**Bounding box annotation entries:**
>> Begin
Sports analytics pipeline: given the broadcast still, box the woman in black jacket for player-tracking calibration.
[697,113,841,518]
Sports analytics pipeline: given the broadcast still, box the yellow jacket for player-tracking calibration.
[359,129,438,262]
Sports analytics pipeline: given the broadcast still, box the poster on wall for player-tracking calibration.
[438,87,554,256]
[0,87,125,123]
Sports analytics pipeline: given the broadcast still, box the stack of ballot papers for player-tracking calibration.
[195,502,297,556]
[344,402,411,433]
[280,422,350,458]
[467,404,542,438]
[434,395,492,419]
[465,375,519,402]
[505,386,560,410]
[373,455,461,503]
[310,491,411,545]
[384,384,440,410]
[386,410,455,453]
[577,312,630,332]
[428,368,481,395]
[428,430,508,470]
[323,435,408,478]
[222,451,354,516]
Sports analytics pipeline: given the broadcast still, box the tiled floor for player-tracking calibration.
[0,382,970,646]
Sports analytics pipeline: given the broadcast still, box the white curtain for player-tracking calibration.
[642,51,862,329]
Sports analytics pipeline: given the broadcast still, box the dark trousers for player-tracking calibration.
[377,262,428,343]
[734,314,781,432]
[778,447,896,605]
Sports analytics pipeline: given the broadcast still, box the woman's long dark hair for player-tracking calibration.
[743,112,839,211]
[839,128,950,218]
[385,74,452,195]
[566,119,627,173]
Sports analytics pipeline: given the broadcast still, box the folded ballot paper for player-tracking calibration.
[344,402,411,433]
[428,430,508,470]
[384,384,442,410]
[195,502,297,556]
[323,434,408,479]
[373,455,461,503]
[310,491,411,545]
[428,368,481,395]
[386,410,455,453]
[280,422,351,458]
>> End
>> Begin
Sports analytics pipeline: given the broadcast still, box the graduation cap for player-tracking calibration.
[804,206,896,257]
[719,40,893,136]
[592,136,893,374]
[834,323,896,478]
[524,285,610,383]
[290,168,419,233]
>> End
**The request:** Copy the data word for word, from the line containing "black jacket for player-tracking calibration." through the line containing "[566,119,627,173]", including both of those lines.

**Result:**
Sports analytics pipeline: given the broadcast still, box the woman in black jacket for player-tracking calibration.
[697,113,841,518]
Sports analytics pipeline: given the broadcast still, box the yellow jacket for player-tracking calibration.
[359,129,438,262]
Sports analytics pipeline: given the broadcast still, box the poster on wall for player-tracking calibration.
[438,87,554,256]
[0,87,125,123]
Sports analytics pipeline: given the broadcast still, box the stack of ballot papers for player-tracking calibration.
[195,502,297,556]
[344,402,411,433]
[280,422,350,458]
[467,404,542,438]
[434,395,492,419]
[465,375,519,402]
[505,386,560,410]
[373,455,461,503]
[310,491,411,545]
[384,384,440,410]
[386,410,455,453]
[577,312,630,332]
[428,368,481,395]
[428,430,508,470]
[323,435,408,478]
[222,451,354,516]
Sports analytics pipeline: given the broadcast still, box the tiled floor for player-tracking calibration.
[0,382,970,646]
Sports analytics pipeline: given the broadcast still, box the white curtain for player-tracking calibration.
[642,51,862,329]
Sports analytics pipeline: given the broadcast still, box the dark trousers for player-tracking calibration.
[377,262,428,343]
[734,314,781,432]
[778,447,896,605]
Sports analytics pipeline: given the broadcast still, box the woman's long dark hair for player-tracking calibration.
[743,112,839,211]
[839,128,950,218]
[385,74,452,195]
[566,119,627,173]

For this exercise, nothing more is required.